TEXT SHOWN =
[Start]

A 2023 Samba TV research report shows that 60% of US adults would consider subscribing to a discounted streaming service if it meant watching ads. eMarketer notes that more than two-thirds of Peacock, Paramount+, and Hulu viewers will be on an ad-supported tier in 2024 (Figure 1).

Figure 1. Subscription OTT Ad-Supported Viewer Penetration, by Provider, according to eMarketer

“Ad support is continuing to grow, with Netflix and Disney+ introducing ads and Prime Video flipping to ad-supported, because what we found is that customers don’t have an aversion to ads,” says Jeff Katz, US head of verticals at Roku.

“Half of the new sign-ups choose the ad-supported tier,” confirms Matt Barnes, VP of programmatic sales at Disney, “which obviously has been a tremendous success for the advertising business.”

“The ads plan now accounts for 40% of all Netflix sign-ups in our ads markets, and we’re looking to retire our Basic plan in some of our ads countries, starting with Canada and the U.K. in Q2 [2024] and taking it from there,” reported Netflix co-CEO Greg Peters in the company’s Q4 2023 earnings call. “We’re very optimistic [about ads]. … It’s a huge opportunity—$180 billion ad spend [excluding] China and Russia, $25 billion alone on connected TV. The countries that we currently operate in represent about 80% of global ad spend.”

[End]

EXERCISE REQUIREMENTS =
1. Answer these questions about the text on ad-supported streaming:
(a) According to the 2023 Samba TV report, what share of US adults would consider a discounted streaming service that came with ads?
(b) What is Jeff Katz's position at Roku?
(c) In which two countries did Netflix say it would start retiring its Basic plan?
2. Please write the next few sentences of the text on ad-supported streaming, picking up right after its final sentence.

Object detection data
[Start]

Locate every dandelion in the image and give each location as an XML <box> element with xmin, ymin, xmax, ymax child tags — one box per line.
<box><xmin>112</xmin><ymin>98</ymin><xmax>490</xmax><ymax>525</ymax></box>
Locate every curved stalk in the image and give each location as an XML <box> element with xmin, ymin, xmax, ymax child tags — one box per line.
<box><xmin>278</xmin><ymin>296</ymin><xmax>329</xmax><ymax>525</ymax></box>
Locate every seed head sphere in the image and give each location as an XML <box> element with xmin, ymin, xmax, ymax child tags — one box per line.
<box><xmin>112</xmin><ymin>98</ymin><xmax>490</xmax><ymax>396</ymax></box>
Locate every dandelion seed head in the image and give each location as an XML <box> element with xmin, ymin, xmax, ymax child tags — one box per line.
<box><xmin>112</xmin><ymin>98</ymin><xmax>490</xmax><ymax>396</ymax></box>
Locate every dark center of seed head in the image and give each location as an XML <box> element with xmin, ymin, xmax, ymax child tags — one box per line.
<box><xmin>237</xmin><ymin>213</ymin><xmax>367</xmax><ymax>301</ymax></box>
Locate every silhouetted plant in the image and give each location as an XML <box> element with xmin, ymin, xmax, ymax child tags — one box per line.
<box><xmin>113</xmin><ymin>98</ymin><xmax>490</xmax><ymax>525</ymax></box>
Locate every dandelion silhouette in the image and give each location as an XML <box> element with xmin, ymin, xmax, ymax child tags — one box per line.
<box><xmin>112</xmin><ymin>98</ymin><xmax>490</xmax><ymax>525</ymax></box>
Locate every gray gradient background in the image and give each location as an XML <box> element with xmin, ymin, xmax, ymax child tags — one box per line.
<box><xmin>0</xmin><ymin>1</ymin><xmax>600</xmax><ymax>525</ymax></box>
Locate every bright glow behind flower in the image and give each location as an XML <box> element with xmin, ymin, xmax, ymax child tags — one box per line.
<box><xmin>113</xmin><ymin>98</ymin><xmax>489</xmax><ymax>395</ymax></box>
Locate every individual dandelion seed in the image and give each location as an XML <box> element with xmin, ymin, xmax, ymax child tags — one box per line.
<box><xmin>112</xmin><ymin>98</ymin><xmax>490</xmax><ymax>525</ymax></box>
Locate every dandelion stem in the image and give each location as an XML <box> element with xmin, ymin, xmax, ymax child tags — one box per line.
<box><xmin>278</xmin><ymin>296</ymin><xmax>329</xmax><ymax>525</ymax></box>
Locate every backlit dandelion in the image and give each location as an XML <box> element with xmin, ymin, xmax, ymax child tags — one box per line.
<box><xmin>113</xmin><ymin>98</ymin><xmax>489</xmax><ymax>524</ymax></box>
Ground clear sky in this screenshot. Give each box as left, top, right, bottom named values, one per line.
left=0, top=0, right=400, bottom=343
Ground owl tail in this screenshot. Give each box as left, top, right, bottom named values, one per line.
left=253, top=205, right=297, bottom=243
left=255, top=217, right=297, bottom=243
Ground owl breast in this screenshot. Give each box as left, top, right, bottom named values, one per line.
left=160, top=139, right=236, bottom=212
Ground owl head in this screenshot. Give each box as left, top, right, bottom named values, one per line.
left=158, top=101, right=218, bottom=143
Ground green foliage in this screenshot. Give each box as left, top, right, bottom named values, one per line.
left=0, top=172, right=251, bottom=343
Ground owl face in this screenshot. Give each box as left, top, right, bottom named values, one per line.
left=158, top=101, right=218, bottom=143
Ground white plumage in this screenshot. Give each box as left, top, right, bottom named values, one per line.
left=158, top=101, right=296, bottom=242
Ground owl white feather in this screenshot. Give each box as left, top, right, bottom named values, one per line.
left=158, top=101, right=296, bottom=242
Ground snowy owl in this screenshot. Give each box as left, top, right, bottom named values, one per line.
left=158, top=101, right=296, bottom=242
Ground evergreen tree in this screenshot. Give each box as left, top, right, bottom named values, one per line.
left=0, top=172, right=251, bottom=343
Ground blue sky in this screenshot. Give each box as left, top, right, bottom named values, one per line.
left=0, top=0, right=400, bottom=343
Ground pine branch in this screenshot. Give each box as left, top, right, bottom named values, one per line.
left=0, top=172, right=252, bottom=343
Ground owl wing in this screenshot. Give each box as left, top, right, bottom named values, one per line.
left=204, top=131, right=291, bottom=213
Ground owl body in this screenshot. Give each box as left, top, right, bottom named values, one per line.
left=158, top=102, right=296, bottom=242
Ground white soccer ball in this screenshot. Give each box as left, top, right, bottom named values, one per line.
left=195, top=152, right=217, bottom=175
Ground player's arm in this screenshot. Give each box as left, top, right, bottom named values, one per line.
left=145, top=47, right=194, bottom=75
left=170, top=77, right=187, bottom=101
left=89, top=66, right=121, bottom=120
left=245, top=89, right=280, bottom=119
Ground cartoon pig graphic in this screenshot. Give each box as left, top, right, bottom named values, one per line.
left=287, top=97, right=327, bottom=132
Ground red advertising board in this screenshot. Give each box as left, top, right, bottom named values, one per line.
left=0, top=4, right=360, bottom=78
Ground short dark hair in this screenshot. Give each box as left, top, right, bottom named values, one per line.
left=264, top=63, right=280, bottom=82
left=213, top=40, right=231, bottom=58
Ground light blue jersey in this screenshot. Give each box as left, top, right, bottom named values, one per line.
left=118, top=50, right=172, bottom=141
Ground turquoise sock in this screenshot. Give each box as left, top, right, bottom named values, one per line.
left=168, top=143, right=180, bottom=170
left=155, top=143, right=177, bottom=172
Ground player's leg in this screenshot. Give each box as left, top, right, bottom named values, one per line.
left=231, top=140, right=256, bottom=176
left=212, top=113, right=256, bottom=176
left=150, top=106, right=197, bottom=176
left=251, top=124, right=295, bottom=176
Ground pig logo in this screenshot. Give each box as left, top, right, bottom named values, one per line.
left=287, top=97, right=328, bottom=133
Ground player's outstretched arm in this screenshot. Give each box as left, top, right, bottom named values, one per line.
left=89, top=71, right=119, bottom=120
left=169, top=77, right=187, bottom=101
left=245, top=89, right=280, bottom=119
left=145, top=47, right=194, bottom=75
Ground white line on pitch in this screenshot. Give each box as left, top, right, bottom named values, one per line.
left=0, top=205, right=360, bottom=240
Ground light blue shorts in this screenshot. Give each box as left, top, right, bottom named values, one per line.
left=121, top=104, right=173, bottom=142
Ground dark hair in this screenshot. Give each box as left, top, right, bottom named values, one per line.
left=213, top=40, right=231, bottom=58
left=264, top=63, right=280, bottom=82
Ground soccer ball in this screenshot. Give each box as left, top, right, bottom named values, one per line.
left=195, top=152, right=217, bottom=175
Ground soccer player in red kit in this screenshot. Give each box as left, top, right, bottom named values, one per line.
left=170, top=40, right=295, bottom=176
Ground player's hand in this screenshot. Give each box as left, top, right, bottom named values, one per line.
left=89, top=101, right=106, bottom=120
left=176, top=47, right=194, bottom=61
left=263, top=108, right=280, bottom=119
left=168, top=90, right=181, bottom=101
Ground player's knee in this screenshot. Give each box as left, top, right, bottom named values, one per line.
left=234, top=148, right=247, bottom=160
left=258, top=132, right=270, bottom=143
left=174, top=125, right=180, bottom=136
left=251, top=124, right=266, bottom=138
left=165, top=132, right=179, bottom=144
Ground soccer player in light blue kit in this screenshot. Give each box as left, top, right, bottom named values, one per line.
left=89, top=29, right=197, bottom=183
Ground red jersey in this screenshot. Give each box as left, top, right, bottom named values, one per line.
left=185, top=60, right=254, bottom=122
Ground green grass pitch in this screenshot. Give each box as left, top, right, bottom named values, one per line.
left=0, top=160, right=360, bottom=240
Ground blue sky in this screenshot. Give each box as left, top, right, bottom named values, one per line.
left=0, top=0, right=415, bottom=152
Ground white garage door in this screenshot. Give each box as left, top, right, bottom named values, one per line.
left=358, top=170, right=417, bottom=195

[End]

PER-TASK ANSWERS =
1.
(a) 60%
(b) US head of verticals
(c) Canada and the U.K.

2.
Growth Rates

While most subscription-oriented OTT companies are embracing an ad-supported model, it remains unclear how much time it will take some of them to get up-to-speed and see their bet pay off. “I’d say we’ve got years of work ahead of us to take the ads business to the point where it’s a material impact to our general business,” comments Peters. Until that time arrives, companies will continue to trumpet whatever growth rate they can demonstrate.

Paramount reports that in Q3 2023, Paramount+ revenue grew 61% year over year, driven by subscriber growth and increased advertising revenue. But the data the company shared doesn’t break out how many of its new or retained subscriptions are for ad versus non-ad tiers. Its advertising revenue for Q3 grew 18% to $430 million. Subscription revenue increased 46% to $1.3 billion.

Meanwhile Roku reported platform revenue of $787 million in Q3, up 18% year over year, based on content distribution and video advertising. The company noted that its Q3 year-over-year growth in video advertising “outperformed both the overall ad market and the linear TV ad market in the U.S.”

Warner Bros. Discovery reported that its Q3 2023 advertising revenue was up to $138 million, 30% over the previous year. Comcast’s Q3 2023 earnings report indicated that Peacock revenue increased 64% to $830 million, while subscriber growth year over year increased 80%.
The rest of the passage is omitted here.